# 提示された抜粋
++++++++++++++++++++

Jeff Weintraub
Norman Gerasは重要であまり知られていないフランス人の手による本「Le Livre Noir de Saddam Hussein (The Black Book of Saddam Hussein)」に関するGerard Alexanderの知見溢れるコメントを引用している。2003年のイラク攻撃が良い考えだったと思うかそうでないと思うかに関わりなく、イラクのバース党が行ってきたことは、それを避けようとすることは単に不誠実の誹りを免れない倫理的、政治的問題を浮かび上がらせる。だが戦争の反対者のほとんどは、この歴史を全力で無視する、言い訳をする、避ける、歪めるといった行為に終始している。
この本の編集者、フランスのベテランのジャーナリストChris Kutscheraは「イラク攻撃はサダム・フセインの独裁を終わらせるのに理想的な方法ではなかったかもしれない」とする一方で、代わりとなる方法は存在しなかったと結論している。体制の転覆は恐ろしく抑圧された社会の内側からは最早不可能となっていたからだ。従って:イラクへの進軍がない、サダム・フセインが恒久化するとなる。そして実はその結果こそが、中東、ヨーロッパ、アメリカのジャーナリスト、アカデミック、活動家たちが最も耐えることが出来ないものだった。

++++++++++++++++++++

# 提供データ
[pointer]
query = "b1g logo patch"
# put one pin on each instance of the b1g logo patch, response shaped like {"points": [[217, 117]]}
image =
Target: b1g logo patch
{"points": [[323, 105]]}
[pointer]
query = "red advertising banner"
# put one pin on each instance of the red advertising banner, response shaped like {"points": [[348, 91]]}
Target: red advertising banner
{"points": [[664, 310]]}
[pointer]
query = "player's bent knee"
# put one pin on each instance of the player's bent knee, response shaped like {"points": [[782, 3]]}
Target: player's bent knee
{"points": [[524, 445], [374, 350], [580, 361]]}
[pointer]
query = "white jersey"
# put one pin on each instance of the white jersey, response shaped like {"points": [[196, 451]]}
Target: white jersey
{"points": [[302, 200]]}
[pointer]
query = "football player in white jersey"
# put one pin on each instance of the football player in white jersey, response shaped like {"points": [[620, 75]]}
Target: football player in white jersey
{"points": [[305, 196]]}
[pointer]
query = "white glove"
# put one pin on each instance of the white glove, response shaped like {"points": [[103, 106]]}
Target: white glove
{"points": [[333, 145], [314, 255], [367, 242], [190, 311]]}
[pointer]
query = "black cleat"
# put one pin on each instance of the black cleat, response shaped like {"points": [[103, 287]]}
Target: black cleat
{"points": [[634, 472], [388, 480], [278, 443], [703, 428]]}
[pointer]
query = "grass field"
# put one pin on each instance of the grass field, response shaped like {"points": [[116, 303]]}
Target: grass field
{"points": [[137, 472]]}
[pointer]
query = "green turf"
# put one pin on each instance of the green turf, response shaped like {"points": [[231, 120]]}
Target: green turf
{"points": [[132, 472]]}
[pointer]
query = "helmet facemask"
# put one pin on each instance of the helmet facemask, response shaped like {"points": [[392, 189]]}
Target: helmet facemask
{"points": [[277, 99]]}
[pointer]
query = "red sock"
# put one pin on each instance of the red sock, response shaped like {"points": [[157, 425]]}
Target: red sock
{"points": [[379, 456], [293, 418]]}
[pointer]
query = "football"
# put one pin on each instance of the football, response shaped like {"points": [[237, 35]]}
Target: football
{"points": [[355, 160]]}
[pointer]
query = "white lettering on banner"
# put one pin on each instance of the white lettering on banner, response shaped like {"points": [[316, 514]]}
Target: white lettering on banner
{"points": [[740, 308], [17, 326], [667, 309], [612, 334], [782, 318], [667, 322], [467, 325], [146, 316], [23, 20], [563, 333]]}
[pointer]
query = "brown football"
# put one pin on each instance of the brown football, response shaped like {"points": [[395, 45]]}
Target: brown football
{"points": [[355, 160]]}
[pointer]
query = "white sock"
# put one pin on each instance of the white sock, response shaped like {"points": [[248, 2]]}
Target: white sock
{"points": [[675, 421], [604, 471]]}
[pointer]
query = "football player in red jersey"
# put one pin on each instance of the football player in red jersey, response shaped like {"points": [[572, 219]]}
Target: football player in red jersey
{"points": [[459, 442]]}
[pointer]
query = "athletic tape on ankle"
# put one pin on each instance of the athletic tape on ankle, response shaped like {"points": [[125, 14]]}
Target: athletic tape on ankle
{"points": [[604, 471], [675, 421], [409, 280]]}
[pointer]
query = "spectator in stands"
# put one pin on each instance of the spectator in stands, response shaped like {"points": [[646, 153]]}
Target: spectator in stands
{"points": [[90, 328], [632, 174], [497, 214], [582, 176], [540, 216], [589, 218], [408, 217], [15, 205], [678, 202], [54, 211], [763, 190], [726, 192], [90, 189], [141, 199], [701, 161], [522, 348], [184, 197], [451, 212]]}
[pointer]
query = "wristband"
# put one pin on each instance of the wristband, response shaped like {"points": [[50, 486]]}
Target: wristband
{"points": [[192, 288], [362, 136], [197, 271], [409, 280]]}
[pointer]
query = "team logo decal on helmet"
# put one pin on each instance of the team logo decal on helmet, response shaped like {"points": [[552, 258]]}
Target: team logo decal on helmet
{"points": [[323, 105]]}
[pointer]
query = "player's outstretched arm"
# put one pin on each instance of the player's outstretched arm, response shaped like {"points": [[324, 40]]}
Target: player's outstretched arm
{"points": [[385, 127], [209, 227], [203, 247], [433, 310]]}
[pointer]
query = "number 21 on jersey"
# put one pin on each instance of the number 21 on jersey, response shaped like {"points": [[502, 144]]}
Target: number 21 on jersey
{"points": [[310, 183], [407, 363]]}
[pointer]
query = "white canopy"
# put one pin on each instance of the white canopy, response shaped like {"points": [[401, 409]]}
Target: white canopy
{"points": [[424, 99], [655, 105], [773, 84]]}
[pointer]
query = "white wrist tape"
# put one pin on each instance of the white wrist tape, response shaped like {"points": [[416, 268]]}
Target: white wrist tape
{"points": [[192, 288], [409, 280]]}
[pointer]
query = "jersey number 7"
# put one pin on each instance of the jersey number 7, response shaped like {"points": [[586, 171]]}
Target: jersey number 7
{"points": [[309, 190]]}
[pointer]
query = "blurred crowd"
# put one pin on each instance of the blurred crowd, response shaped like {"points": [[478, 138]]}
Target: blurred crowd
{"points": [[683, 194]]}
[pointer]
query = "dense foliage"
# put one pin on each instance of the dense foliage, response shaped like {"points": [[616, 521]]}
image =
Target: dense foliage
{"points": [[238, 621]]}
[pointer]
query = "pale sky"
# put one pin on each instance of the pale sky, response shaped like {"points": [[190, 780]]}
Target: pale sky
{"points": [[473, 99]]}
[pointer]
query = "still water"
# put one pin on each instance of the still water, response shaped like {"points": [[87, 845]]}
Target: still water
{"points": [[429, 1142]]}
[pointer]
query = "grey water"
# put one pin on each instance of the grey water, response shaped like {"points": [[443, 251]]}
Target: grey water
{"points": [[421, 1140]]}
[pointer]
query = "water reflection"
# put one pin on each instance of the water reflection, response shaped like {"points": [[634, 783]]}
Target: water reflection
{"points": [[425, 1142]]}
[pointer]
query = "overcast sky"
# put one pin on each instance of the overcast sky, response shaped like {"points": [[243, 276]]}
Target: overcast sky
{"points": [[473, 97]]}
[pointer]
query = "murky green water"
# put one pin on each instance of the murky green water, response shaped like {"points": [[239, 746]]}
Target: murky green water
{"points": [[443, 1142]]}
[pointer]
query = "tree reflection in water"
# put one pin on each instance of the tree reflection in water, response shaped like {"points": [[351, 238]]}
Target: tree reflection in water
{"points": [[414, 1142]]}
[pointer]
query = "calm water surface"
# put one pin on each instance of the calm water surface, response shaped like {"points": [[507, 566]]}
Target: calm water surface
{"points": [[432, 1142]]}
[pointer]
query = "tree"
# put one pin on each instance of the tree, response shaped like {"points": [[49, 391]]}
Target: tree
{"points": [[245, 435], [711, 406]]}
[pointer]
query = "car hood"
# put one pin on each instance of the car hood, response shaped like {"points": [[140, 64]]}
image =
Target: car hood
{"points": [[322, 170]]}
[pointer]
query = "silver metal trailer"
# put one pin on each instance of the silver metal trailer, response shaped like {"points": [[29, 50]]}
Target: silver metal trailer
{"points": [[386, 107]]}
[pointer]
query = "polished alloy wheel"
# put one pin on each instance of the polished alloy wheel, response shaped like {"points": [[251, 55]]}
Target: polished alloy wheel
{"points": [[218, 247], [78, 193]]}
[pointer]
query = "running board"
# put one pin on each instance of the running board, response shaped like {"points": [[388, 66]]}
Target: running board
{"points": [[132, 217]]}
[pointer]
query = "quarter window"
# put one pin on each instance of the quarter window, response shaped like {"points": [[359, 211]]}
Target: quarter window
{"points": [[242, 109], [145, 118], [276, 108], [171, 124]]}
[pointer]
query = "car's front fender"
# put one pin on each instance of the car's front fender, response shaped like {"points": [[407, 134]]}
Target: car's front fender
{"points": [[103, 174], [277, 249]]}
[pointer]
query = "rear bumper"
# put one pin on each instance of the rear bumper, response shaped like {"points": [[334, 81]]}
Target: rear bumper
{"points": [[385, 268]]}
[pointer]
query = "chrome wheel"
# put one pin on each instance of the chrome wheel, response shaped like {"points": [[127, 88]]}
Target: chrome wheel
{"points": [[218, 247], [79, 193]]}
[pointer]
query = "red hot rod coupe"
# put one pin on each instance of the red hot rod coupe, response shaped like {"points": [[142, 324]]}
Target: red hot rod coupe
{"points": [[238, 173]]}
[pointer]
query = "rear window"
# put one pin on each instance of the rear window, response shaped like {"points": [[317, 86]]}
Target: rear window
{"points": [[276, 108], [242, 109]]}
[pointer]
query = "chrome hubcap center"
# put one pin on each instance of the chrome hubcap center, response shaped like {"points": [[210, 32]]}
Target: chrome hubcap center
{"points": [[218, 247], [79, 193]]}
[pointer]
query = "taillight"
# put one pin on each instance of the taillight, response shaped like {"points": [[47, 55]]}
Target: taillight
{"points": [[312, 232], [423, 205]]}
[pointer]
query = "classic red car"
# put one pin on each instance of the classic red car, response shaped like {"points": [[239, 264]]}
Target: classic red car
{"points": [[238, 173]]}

++++++++++++++++++++

# 求められる作業
サダム・フセインの独裁をめぐる抜粋を、最後の文の後から書き継いでください。 データは抜粋とは別の資料です。

# 解答
この約36の章からなる長大なボリュームの本にはイラクのバース党の誕生の歴史、サダム・フセインの秘密警察の活動、カルト的な彼の性格、イランとクウェートに対する残忍な戦争、彼に兵器と外交的支援を与えた国際的勢力のことが記されている。その記録はサダムの四半世紀に渡る権力の軌跡がほぼ全方面に向けられた中断されることのまったくない惨劇の歴史であったことを示している。
だがこの本は議論に新たな貢献も加えている。ある章ではサダムを国際的に支援した勢力(特にロシアとフランス)のことが記されている。これはサダムの支援者はドナルド・ラムズフェルドだと考えているリベラル派のコメンテーターを黙らせるのに十分だろう。他にもアラブ諸国や知識人たちがサダムを支援した様子が記述されている。他の部分ではサダムの政策が現在のイラクの政治を難しくしている民族的対立をどのように煽り立ててきたのかも記述されている。
サダム・フセインの黒本がフランスの大手新聞から無視され続けてきたのは偶然ではない。
これこそがこの黒本が持つ真の価値だ。これらはほとんどのニュースメディアや大学の授業が教えたくないことの詳細を提供してくれる。その手の人たちが忘れたがっている情報を記憶してくれる。そしてその手の人たちが流したがっている物語とはまったく異なる話を伝えてくれている。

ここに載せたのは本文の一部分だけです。